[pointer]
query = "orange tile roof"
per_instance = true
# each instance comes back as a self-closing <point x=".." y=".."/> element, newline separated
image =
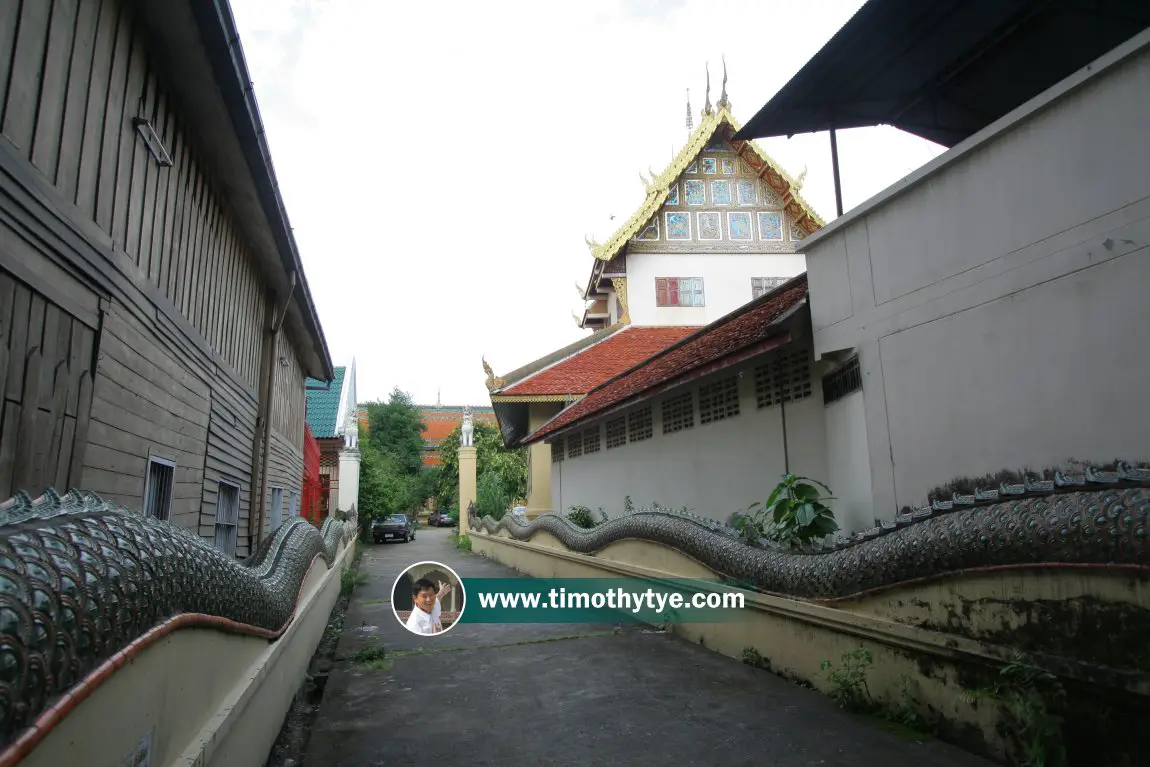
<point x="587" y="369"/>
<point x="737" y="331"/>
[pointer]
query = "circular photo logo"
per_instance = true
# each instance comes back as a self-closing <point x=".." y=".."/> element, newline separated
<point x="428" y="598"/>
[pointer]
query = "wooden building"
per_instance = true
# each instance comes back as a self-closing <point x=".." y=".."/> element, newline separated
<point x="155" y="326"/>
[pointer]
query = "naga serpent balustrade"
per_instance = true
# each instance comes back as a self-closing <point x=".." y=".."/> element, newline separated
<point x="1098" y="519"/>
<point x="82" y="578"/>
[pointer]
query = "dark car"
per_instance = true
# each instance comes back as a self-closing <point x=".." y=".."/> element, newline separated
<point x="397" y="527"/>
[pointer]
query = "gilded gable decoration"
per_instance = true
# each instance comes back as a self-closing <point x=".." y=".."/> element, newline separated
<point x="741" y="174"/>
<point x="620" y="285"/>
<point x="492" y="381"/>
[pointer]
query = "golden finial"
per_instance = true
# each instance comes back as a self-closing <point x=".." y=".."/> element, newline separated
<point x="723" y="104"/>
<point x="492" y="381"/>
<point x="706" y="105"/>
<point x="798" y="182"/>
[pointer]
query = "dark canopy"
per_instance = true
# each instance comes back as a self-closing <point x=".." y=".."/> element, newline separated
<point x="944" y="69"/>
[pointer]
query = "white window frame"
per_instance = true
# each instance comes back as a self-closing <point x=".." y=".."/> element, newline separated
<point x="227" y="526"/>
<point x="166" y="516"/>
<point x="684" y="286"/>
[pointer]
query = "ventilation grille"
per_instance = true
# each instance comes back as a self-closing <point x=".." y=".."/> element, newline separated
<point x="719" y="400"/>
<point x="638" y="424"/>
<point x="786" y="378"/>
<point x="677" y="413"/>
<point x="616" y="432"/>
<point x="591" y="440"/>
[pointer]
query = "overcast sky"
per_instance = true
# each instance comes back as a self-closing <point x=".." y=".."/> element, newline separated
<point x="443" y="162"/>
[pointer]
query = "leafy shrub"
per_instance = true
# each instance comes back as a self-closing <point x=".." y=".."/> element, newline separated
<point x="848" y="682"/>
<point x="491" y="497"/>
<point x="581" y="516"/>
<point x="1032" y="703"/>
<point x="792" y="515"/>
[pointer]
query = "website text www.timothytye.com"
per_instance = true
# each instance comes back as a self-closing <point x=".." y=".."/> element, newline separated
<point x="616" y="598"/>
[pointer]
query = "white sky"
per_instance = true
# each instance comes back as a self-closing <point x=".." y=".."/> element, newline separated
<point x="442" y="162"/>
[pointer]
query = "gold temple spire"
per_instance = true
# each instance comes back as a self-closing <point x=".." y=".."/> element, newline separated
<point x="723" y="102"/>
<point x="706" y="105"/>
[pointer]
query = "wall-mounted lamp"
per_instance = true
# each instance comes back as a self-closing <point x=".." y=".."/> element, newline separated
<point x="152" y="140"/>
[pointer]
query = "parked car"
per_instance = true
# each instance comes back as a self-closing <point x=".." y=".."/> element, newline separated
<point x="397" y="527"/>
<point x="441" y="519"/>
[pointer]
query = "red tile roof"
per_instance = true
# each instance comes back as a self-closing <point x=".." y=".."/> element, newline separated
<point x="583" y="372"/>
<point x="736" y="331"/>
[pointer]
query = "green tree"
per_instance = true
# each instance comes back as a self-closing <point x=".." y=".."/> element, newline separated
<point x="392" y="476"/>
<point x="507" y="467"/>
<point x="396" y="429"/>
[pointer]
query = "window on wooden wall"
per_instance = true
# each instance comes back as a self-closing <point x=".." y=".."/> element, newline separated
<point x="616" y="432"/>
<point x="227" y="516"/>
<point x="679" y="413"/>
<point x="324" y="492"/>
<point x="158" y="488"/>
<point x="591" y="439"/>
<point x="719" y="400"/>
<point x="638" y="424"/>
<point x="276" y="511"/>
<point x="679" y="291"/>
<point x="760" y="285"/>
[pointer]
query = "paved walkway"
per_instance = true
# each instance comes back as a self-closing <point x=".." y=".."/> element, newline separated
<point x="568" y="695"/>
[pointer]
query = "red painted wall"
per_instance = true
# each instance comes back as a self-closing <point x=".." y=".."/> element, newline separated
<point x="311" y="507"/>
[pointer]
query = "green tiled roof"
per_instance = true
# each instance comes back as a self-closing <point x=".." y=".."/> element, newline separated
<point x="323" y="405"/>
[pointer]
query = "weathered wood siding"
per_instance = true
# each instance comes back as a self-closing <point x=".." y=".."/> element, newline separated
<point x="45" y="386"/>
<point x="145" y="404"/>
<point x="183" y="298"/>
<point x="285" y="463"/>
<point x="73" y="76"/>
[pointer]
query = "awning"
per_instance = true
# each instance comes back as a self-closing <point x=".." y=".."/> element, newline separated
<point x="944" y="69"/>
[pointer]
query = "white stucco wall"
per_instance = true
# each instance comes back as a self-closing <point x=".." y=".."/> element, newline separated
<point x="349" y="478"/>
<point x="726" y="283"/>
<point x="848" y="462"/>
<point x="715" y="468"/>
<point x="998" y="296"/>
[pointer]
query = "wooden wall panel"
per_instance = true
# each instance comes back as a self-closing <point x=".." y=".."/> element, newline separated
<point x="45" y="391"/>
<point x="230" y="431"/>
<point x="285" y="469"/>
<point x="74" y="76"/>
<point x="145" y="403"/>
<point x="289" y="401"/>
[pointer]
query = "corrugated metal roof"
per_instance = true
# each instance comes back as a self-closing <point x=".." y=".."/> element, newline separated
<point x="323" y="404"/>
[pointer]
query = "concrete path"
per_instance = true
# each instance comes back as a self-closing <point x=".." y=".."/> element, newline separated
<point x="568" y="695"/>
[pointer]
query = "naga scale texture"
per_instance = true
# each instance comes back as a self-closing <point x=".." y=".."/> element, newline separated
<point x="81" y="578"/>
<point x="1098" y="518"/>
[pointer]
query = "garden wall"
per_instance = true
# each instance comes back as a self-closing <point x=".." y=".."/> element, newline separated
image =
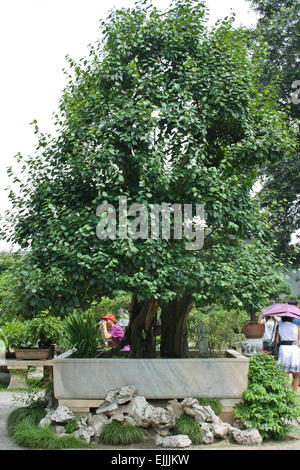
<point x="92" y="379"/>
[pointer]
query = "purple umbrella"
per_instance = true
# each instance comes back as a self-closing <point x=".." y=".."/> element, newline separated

===============

Aim of the exercise → Once the pictures are removed, output the entries above exactly as given.

Output for this exercise →
[pointer]
query = "orange tile roof"
per_instance = true
# each instance comes back as a self-closing <point x=".." y=".."/> element, newline separated
image =
<point x="587" y="369"/>
<point x="737" y="331"/>
[pointer]
query = "circular photo logo"
per_instance = true
# each instance comes back as a self-closing <point x=".." y=".."/> element, newline separated
<point x="428" y="598"/>
[pointer]
query = "wooden building"
per_instance = true
# each instance comes back as a self-closing <point x=".." y=".."/> element, newline separated
<point x="155" y="326"/>
[pointer]
query = "naga serpent balustrade"
per_instance = true
# each instance comes back as a self-closing <point x=".." y=".."/> element, newline separated
<point x="1098" y="519"/>
<point x="82" y="578"/>
[pointer]
query = "dark car"
per_instance = true
# each instance comes back as a self-closing <point x=".." y=".."/> element, newline separated
<point x="397" y="527"/>
[pointer]
query = "gilded gable decoration"
per_instance = true
# each instance comes back as a self-closing <point x=".." y=".."/> element, newline separated
<point x="741" y="174"/>
<point x="620" y="285"/>
<point x="492" y="381"/>
[pointer]
query = "golden finial"
per_instance = true
# each instance comes back as a self-closing <point x=".." y=".."/> element, newline separated
<point x="723" y="104"/>
<point x="492" y="381"/>
<point x="706" y="105"/>
<point x="798" y="182"/>
[pointer]
query = "dark canopy"
per_instance = true
# each instance comes back as a self-closing <point x=".." y=".."/> element, newline separated
<point x="944" y="69"/>
[pointer]
query = "white window frame"
per_instance = true
# each instance comes back as a self-closing <point x=".." y=".."/> element, newline separated
<point x="227" y="526"/>
<point x="166" y="516"/>
<point x="684" y="286"/>
[pointer]
query = "ventilation grille"
per_instance = true
# each instance comes back as a self-closing <point x=".." y=".."/> element, newline separated
<point x="719" y="400"/>
<point x="638" y="424"/>
<point x="786" y="378"/>
<point x="677" y="413"/>
<point x="616" y="432"/>
<point x="591" y="440"/>
[pointer]
query = "overcast sky"
per_instance = true
# each instance comes back as a self-closing <point x=".." y=".."/> element, newline separated
<point x="443" y="162"/>
[pointer]
query = "leafy shrub"
per_instance = true
# each instance comes back as a self-closing <point x=".." y=".."/> element, newline separated
<point x="848" y="682"/>
<point x="491" y="497"/>
<point x="581" y="516"/>
<point x="1032" y="703"/>
<point x="792" y="515"/>
[pointer]
query = "website text www.timothytye.com"
per_instance = true
# each instance comes back as a self-closing <point x=".." y=".."/> element, newline separated
<point x="616" y="598"/>
[pointer]
query = "white sky"
per_instance = true
# each instance comes back as a self-closing <point x=".." y=".."/> element, newline separated
<point x="442" y="162"/>
[pointer]
query = "gold temple spire"
per_instance = true
# each instance comes back as a self-closing <point x=".." y=".."/> element, newline separated
<point x="723" y="102"/>
<point x="706" y="105"/>
[pointer]
query = "wall-mounted lamp"
per_instance = true
# each instance comes back as a self-closing <point x=".." y=".."/> element, newline separated
<point x="152" y="140"/>
[pointer]
query = "parked car"
per_instance = true
# each instance comes back as a self-closing <point x=".." y=".."/> element, newline separated
<point x="397" y="527"/>
<point x="441" y="519"/>
[pointer]
query = "red tile roof"
per_instance = true
# each instance comes back as a self-closing <point x=".." y=".."/> element, newline separated
<point x="583" y="372"/>
<point x="736" y="331"/>
[pointer]
query = "green tree"
per_instance = true
# each instance comes back as a self-closing <point x=".." y=".."/> element, newline separated
<point x="392" y="476"/>
<point x="507" y="467"/>
<point x="396" y="429"/>
[pointer]
query = "window on wooden wall"
per_instance = true
# each instance comes back as a self-closing <point x=".." y=".."/> element, newline separated
<point x="616" y="432"/>
<point x="227" y="516"/>
<point x="679" y="413"/>
<point x="324" y="492"/>
<point x="158" y="488"/>
<point x="591" y="439"/>
<point x="719" y="400"/>
<point x="638" y="424"/>
<point x="276" y="511"/>
<point x="679" y="291"/>
<point x="760" y="285"/>
[pointer]
query = "paved walkway"
per_instance = true
# each instance comes back as a self-closing <point x=".." y=".."/> element, newline separated
<point x="568" y="695"/>
[pointer]
query = "red painted wall"
per_instance = true
# each instance comes back as a self-closing <point x=".." y=".."/> element, newline separated
<point x="311" y="507"/>
[pointer]
query = "green tiled roof"
per_instance = true
# each instance comes back as a self-closing <point x=".." y=".."/> element, newline separated
<point x="323" y="405"/>
[pointer]
query = "weathered wood siding"
per_instance = true
# each instance comes back as a self-closing <point x=".." y=".."/> element, newline separated
<point x="45" y="386"/>
<point x="145" y="404"/>
<point x="183" y="298"/>
<point x="285" y="463"/>
<point x="73" y="76"/>
[pointer]
query = "awning"
per_instance = true
# each instance comes back as a self-closing <point x=".." y=".."/> element, newline separated
<point x="944" y="69"/>
[pointer]
query = "white stucco wall"
per_instance = true
# each instance comes back as a self-closing <point x=".." y=".."/> element, newline separated
<point x="349" y="478"/>
<point x="726" y="283"/>
<point x="848" y="462"/>
<point x="715" y="468"/>
<point x="998" y="296"/>
[pointer]
query = "wooden wall panel"
per_instance = true
# each instance comes back as a self-closing <point x=".." y=".."/> element, newline separated
<point x="45" y="391"/>
<point x="230" y="431"/>
<point x="285" y="469"/>
<point x="74" y="76"/>
<point x="145" y="403"/>
<point x="289" y="401"/>
[pointer]
query = "corrugated metal roof"
per_instance = true
# each instance comes back as a self-closing <point x=".." y=".."/> element, newline separated
<point x="323" y="404"/>
[pointer]
query = "concrete path"
per_instance = true
# each instance comes back as a self-closing <point x=".." y=".."/> element, newline separated
<point x="568" y="695"/>
[pointer]
query = "naga scale texture"
per_instance = true
# each instance comes back as a self-closing <point x=".." y=".."/> element, newline separated
<point x="81" y="578"/>
<point x="1098" y="518"/>
[pointer]
query = "garden wall"
per_instance = true
# each instance comes back as a self-closing <point x=".." y=".."/> element, newline separated
image =
<point x="92" y="379"/>
[pointer]
query = "purple umbrella"
per_instance = true
# each instance comes back as a self-closing <point x=".." y=".."/> element, newline separated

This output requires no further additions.